[Location identification entries]
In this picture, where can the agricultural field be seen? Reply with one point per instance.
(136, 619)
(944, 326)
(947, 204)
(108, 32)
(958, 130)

## WHAT THE TASK REQUIRES:
Reproduce all of the lines in the entries above, requests included, and offset every coordinate in the answers by adding 72 to each number.

## RESPONSE:
In this picture, where can the agricultural field be seen? Reply with one point per instance.
(208, 691)
(1016, 398)
(1019, 276)
(180, 104)
(1030, 202)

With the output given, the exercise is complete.